## EXERCISE INSTRUCTIONS
1. In the news article about the Turkish party's constitutional plans, where was Babacan speaking when he made his remarks?
2. Carry on the news article about the AK Party suspending its constitutional amendment plans, starting after its last sentence.

## TEXT EXCERPT

Turkish party suspends plans to amend constitution

Other News Materials 20 May 2008 12:38 (UTC +04:00)

A package of amendments was one of the options under consideration in the Justice and Development Party (AK Party) after the court accepted a case by the Court of Appeals chief prosecutor, who seeks the closure of the party, reported World Bulletin.

The case is part of a continuing battle between political and economic reformers and hardline secularists who say the AK Party violates the secular principles of the Turkish Republic.

Babacan, speaking on the sidelines of a World Economic Forum meeting in Egypt, said the AK Party would implement whatever verdict the Constitutional Court reaches, out of respect for the judiciary and the principle of separate powers.

He added: "We were thinking about making some constitutional amendments, like a medium-sized package so to speak, to introduce new aspects of freedoms ... But we have actually paused that work.

"Turkey will need a comprehensive constitutional reform at one point anyway and while this court case continues right now, my prime minister (Tayyip Erdogan) is reluctant to do things or take steps which would possibly bring new aspects of tension."

Babacan added: "But that is as of today and we will have to watch the process. It is going to be important weeks, months ahead of us."

## DATASET EXTRACT
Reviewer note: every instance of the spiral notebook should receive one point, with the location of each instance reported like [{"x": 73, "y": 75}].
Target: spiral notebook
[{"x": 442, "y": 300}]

## ANSWERS FOR THIS EXERCISE
1. On the sidelines of a World Economic Forum meeting in Egypt.

2.
Senior AK Party members have told Reuters that the party has begun to expect the court to close the party down in the next few months and ban Erdogan from politics, and is now searching for a way to hold onto power.

The prosecutor wants 71 AK Party members banned, including President Abdullah Gul.

Babacan declined to predict what the court would decide but he took heart from what he said was an open debate in Turkey.

"We are confident that wisdom and rationality will win. That is what we expect," he added.

He said the AK Party's opponents were trying to impose their own mistaken idea of Kemalism -- the secular ideology introduced by Mustafa Kemal Ataturk, the founder of modern Turkey.

"I would distance myself when someone says 'Kemalism said this or that.' I would ask what exactly he means by Kemalism and then we will be able to judge," he added..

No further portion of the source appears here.